### PROVIDED TEXT

********

By Azmeh Talha
Arts and Entertainment Editor
Ohio Wesleyan University (OWU) Pakistani Alumna returned for the Sagan National Colloquium to talk about the United States attempts to cut Pakistan’s resources off to decrease the number of militant groups in the country.
Sahar Khan (’06) discussed the bilateral relationship between The United States and Pakistan. She began her lecture by talking about President Donald Trump’s tweet about Pakistan in 2018: “The United States has foolishly given Pakistan more than 33 billion dollars in aid over the last 15 years, and they have given us nothing but lies & deceit, thinking of our leaders as fools. They give safe haven to the terrorists we hunt in Afghanistan, with little help. No more!”
The Pakistani government responded by saying that the Trump administration was undermining all the things Pakistan has done for the U.S. and Afghanistan.
During her time at OWU, Sahar Khan (’06) was a student of Sean Kay, the director of the international studies program. In his introduction, Kay said Khan majored in international studies, politics and government and economics.

********

### RECORDED DATA

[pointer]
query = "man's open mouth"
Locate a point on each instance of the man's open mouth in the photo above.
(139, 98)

********

### WHAT THE EXERCISE ASKS
Return the article above on Sahar Khan's Sagan National Colloquium lecture word for word, from the byline through the final sentence.

### CORRECT OUTPUT
By Azmeh Talha
Arts and Entertainment Editor
Ohio Wesleyan University (OWU) Pakistani Alumna returned for the Sagan National Colloquium to talk about the United States attempts to cut Pakistan’s resources off to decrease the number of militant groups in the country.
Sahar Khan (’06) discussed the bilateral relationship between The United States and Pakistan. She began her lecture by talking about President Donald Trump’s tweet about Pakistan in 2018: “The United States has foolishly given Pakistan more than 33 billion dollars in aid over the last 15 years, and they have given us nothing but lies & deceit, thinking of our leaders as fools. They give safe haven to the terrorists we hunt in Afghanistan, with little help. No more!”
The Pakistani government responded by saying that the Trump administration was undermining all the things Pakistan has done for the U.S. and Afghanistan.
During her time at OWU, Sahar Khan (’06) was a student of Sean Kay, the director of the international studies program. In his introduction, Kay said Khan majored in international studies, politics and government and economics.